§ RECORDS FOR THIS TASK
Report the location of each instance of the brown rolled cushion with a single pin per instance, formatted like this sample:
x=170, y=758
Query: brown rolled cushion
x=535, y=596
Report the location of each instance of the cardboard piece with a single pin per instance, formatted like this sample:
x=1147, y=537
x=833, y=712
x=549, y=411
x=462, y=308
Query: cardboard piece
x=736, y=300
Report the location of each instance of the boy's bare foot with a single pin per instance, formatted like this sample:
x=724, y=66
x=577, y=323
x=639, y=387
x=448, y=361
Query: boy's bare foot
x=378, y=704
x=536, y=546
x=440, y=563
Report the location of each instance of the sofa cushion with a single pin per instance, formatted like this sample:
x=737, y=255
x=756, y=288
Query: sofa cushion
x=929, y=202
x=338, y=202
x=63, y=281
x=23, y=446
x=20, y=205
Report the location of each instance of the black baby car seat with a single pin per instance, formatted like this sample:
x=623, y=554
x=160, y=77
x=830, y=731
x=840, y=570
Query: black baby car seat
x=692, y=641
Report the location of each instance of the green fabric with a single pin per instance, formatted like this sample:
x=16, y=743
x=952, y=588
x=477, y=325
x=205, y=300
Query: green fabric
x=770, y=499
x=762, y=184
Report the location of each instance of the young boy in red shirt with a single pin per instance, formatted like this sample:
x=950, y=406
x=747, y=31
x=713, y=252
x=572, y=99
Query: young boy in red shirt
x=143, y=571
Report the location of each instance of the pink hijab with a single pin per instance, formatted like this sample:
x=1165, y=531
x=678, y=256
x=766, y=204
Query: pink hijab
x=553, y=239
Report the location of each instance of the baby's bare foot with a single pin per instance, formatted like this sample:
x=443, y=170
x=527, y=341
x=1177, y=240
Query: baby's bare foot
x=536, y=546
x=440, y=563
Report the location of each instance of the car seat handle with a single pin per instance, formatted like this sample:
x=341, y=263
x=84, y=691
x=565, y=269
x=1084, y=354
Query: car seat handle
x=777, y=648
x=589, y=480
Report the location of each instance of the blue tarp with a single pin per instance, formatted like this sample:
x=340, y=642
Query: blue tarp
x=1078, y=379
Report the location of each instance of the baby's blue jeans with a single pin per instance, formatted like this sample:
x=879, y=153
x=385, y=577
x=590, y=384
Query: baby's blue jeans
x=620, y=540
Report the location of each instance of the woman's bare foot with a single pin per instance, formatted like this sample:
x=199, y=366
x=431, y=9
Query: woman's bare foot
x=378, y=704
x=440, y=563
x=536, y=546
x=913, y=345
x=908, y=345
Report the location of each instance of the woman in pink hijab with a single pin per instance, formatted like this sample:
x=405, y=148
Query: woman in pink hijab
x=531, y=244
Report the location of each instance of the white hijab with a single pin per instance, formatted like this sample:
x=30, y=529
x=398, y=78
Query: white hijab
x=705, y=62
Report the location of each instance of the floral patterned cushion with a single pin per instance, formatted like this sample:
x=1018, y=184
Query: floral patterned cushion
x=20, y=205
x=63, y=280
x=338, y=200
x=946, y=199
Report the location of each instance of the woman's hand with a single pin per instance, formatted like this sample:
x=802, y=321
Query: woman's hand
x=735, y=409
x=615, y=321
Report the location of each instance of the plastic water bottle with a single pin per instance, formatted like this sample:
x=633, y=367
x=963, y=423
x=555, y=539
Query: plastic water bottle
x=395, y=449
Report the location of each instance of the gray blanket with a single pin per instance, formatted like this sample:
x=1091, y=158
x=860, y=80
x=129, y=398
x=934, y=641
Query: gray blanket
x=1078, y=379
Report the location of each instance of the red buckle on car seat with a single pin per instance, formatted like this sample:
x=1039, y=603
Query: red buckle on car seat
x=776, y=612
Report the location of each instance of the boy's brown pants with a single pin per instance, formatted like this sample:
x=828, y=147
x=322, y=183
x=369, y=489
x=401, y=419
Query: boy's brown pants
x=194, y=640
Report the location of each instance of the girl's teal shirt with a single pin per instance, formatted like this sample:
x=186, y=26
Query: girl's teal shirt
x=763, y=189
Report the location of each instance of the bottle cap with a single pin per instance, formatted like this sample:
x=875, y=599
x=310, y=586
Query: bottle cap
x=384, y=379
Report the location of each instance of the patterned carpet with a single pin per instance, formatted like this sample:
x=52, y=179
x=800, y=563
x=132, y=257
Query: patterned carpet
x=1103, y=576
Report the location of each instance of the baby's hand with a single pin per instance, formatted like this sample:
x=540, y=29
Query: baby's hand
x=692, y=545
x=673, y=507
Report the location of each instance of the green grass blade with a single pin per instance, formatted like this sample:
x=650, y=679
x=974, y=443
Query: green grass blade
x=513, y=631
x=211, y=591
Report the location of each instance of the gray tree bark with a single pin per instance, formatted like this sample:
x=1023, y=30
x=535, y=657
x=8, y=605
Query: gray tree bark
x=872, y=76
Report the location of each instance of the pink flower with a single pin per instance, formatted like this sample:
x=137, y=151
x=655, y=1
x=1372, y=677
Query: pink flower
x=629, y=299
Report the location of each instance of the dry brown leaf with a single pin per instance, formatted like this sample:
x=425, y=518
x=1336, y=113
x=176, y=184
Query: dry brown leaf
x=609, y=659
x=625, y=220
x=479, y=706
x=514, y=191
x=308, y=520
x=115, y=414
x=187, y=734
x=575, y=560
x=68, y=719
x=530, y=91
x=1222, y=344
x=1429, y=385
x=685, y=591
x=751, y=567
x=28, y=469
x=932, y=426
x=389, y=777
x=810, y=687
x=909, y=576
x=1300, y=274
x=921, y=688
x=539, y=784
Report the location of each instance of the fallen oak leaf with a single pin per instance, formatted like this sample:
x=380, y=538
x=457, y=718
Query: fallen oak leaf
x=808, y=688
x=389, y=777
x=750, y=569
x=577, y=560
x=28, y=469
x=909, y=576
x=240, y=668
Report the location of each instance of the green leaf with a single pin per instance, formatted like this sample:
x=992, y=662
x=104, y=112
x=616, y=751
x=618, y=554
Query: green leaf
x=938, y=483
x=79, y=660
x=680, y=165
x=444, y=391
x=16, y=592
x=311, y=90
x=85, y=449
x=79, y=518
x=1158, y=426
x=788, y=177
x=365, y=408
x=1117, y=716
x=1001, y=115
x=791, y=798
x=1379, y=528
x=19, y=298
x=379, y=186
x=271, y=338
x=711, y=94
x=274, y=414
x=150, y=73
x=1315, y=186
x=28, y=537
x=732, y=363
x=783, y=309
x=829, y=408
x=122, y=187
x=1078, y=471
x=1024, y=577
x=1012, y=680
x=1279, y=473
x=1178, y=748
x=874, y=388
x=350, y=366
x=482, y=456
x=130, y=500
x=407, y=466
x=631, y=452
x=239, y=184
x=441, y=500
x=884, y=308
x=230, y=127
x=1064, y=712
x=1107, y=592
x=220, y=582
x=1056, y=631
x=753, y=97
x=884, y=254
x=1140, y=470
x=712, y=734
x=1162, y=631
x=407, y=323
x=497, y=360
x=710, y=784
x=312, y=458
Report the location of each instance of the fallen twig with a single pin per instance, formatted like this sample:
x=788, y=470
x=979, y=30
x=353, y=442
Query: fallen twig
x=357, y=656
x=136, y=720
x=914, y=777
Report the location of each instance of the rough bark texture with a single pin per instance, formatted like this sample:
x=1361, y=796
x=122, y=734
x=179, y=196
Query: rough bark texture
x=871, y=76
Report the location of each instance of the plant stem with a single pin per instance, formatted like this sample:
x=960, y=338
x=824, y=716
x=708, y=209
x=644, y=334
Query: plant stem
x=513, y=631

§ GIVEN REQUEST
Put every line of the material above into a numbered list, leaving out the blank lines.

§ THE OUTPUT
1. Report the location of each instance of the brown rolled cushion with a single pin per instance, formatted like this sample:
2. x=170, y=758
3. Query: brown rolled cushion
4. x=535, y=596
5. Report the location of each instance of the cardboard piece with a single pin per instance, formatted like this sample:
6. x=1147, y=537
7. x=833, y=712
8. x=549, y=411
9. x=462, y=308
10. Query: cardboard piece
11. x=736, y=300
12. Report the location of each instance of the boy's bare foot with a single pin per instance, formatted like this sample:
13. x=724, y=66
14. x=577, y=323
15. x=639, y=387
16. x=448, y=361
17. Query: boy's bare foot
18. x=378, y=704
19. x=536, y=546
20. x=440, y=563
21. Report the location of each instance of the sofa cushion with a single pin per instance, formatted like this sample:
22. x=737, y=255
23. x=756, y=288
24. Query: sofa cushion
25. x=929, y=202
26. x=338, y=202
27. x=63, y=281
28. x=23, y=446
29. x=20, y=205
30. Report the location of each instance of the black baby car seat with a single pin per instance, formatted like this sample:
31. x=623, y=554
32. x=160, y=77
33. x=830, y=731
34. x=840, y=570
35. Query: black baby car seat
36. x=692, y=641
37. Report the location of each instance of the green fabric with a single pin per instance, formatted like this sample:
38. x=16, y=743
39. x=952, y=588
40. x=477, y=325
41. x=205, y=300
42. Query: green fabric
43. x=770, y=499
44. x=762, y=184
45. Report the location of each instance of the young boy in red shirt with a single pin per instance, formatted like this sample:
46. x=950, y=406
47. x=747, y=31
48. x=713, y=252
49. x=572, y=99
50. Query: young boy in red shirt
51. x=143, y=571
52. Report the location of each instance of the pink hijab with a single pin per instance, formatted like this sample:
53. x=1165, y=531
54. x=678, y=256
55. x=766, y=204
56. Query: pink hijab
57. x=553, y=239
58. Report the location of each instance of the baby's bare foot with a single pin per instance, formatted like this sample:
59. x=443, y=170
60. x=527, y=341
61. x=1177, y=240
62. Query: baby's bare foot
63. x=536, y=546
64. x=440, y=563
65. Report the location of each instance of the car seat handle with a single pin per instance, formatted like this sample:
66. x=341, y=263
67. x=84, y=691
68. x=565, y=269
69. x=1084, y=354
70. Query: car seat handle
71. x=777, y=648
72. x=589, y=480
73. Report the location of each instance of the blue tarp with a single pin per instance, formatted like this sample:
74. x=340, y=642
75. Query: blue tarp
76. x=1078, y=379
77. Report the location of each instance of the baby's blue jeans with a single pin per instance, formatted like this sample:
78. x=879, y=153
79. x=385, y=577
80. x=590, y=384
81. Query: baby's blue jeans
82. x=620, y=540
83. Report the location of each instance of the woman's bare foot with a single pin per instance, formatted like this sample:
84. x=199, y=366
85. x=431, y=9
86. Query: woman's bare foot
87. x=378, y=704
88. x=440, y=563
89. x=536, y=546
90. x=913, y=345
91. x=908, y=345
92. Report the location of each instance of the woman in pink hijab with a single pin per instance, formatted like this sample:
93. x=405, y=148
94. Query: woman in pink hijab
95. x=531, y=244
96. Report the location of each instance of the white hijab with a single pin per instance, formatted like this sample:
97. x=30, y=529
98. x=398, y=78
99. Query: white hijab
100. x=705, y=62
101. Report the location of each instance of the floral patterned cushion with a single pin per instance, formatted like this sample:
102. x=1018, y=184
103. Query: floral patterned cushion
104. x=20, y=205
105. x=63, y=280
106. x=338, y=200
107. x=946, y=199
108. Report the location of each instance of the woman's hand with a single pin per instance, formatted like this sample:
109. x=802, y=321
110. Query: woman's hand
111. x=735, y=409
112. x=615, y=321
113. Report the location of each instance of the plastic water bottle with a single pin per instance, formatted like this sample:
114. x=633, y=367
115. x=963, y=423
116. x=555, y=539
117. Query: plastic water bottle
118. x=395, y=449
119. Report the location of each instance of the gray blanket with a single pin per instance, formatted like this sample:
120. x=1091, y=158
121. x=860, y=80
122. x=129, y=398
123. x=934, y=641
124. Query: gray blanket
125. x=1078, y=379
126. Report the location of each instance of the red buckle on car seat with a single pin per instance, formatted like this sample:
127. x=1039, y=603
128. Query: red buckle on car seat
129. x=776, y=612
130. Report the location of each instance of the boy's brown pants with a single pin per instance, formatted like this sample:
131. x=828, y=147
132. x=322, y=183
133. x=369, y=489
134. x=401, y=419
135. Query: boy's brown pants
136. x=194, y=640
137. Report the location of each instance of the girl's teal shirt with a single pin per instance, formatted like this sample:
138. x=186, y=26
139. Query: girl's teal shirt
140. x=763, y=189
141. Report the location of each instance of the bottle cap with a single pin per instance, formatted like this sample:
142. x=875, y=599
143. x=310, y=586
144. Query: bottle cap
145. x=384, y=379
146. Report the location of each instance of the patterned carpet with a single pin per instance, formatted like this sample:
147. x=52, y=179
148. x=800, y=563
149. x=132, y=257
150. Query: patterned carpet
151. x=1103, y=576
152. Report the location of each instance of the baby's hand with a single pin per instance, formatted like this sample:
153. x=540, y=29
154. Query: baby's hand
155. x=692, y=545
156. x=673, y=507
157. Report the location of each instance of the green grass blade with a single pin per instance, formatted like this sample:
158. x=650, y=679
159. x=974, y=443
160. Query: green grass blade
161. x=513, y=631
162. x=211, y=591
163. Report the location of each instance of the gray tree bark with a single pin per instance, formatted like this sample:
164. x=1023, y=30
165. x=535, y=657
166. x=8, y=605
167. Query: gray tree bark
168. x=872, y=76
169. Report the location of each instance of the pink flower with a single pin per instance, formatted like this sample:
170. x=137, y=151
171. x=655, y=1
172. x=1372, y=677
173. Query: pink flower
174. x=629, y=299
175. Report the location of each instance of the dry brown leaf with a single pin per instance, formatted like this sample:
176. x=425, y=518
177. x=1336, y=113
178. x=176, y=184
179. Query: dry brown leaf
180. x=609, y=659
181. x=625, y=220
182. x=479, y=706
183. x=514, y=191
184. x=308, y=520
185. x=115, y=414
186. x=187, y=734
187. x=575, y=560
188. x=68, y=719
189. x=530, y=91
190. x=1222, y=344
191. x=1429, y=385
192. x=685, y=591
193. x=751, y=567
194. x=28, y=469
195. x=932, y=426
196. x=389, y=777
197. x=810, y=687
198. x=909, y=576
199. x=1300, y=274
200. x=921, y=688
201. x=539, y=784
202. Report the location of each instance of the fallen oak leaf with a single pin per instance, formatted like this sample:
203. x=380, y=538
204. x=457, y=718
205. Query: fallen oak leaf
206. x=808, y=688
207. x=389, y=777
208. x=750, y=569
209. x=577, y=560
210. x=28, y=469
211. x=909, y=576
212. x=240, y=668
213. Report the location of each instance of the green leaf with a single pin per instance, formatted like this sample:
214. x=992, y=662
215. x=104, y=112
216. x=616, y=751
217. x=618, y=554
218. Query: green leaf
219. x=938, y=483
220. x=79, y=660
221. x=680, y=165
222. x=444, y=391
223. x=16, y=592
224. x=311, y=90
225. x=85, y=449
226. x=79, y=518
227. x=1158, y=426
228. x=788, y=177
229. x=365, y=408
230. x=1117, y=716
231. x=1001, y=115
232. x=791, y=798
233. x=1379, y=528
234. x=19, y=298
235. x=379, y=186
236. x=271, y=338
237. x=711, y=94
238. x=274, y=414
239. x=150, y=73
240. x=1315, y=186
241. x=28, y=537
242. x=732, y=363
243. x=783, y=309
244. x=829, y=408
245. x=122, y=187
246. x=1078, y=471
247. x=1024, y=577
248. x=1012, y=680
249. x=1279, y=473
250. x=1178, y=748
251. x=874, y=388
252. x=350, y=366
253. x=482, y=456
254. x=130, y=500
255. x=407, y=466
256. x=631, y=452
257. x=239, y=184
258. x=441, y=500
259. x=884, y=308
260. x=230, y=127
261. x=1064, y=712
262. x=1107, y=592
263. x=220, y=582
264. x=1056, y=631
265. x=753, y=97
266. x=884, y=254
267. x=1140, y=470
268. x=712, y=734
269. x=1162, y=631
270. x=407, y=323
271. x=497, y=360
272. x=710, y=784
273. x=312, y=458
274. Report the location of each instance of the fallen twig with a single pin per instance, formatted like this sample:
275. x=788, y=470
276. x=979, y=30
277. x=353, y=442
278. Query: fallen twig
279. x=357, y=656
280. x=136, y=720
281. x=914, y=777
282. Report the location of each instance of the rough bark texture with a single pin per instance, formatted like this sample:
283. x=1361, y=796
284. x=122, y=734
285. x=179, y=196
286. Query: rough bark texture
287. x=871, y=76
288. Report the location of each instance of the plant stem with a single pin per instance, formatted like this sample:
289. x=960, y=338
290. x=824, y=716
291. x=708, y=209
292. x=644, y=334
293. Query: plant stem
294. x=513, y=631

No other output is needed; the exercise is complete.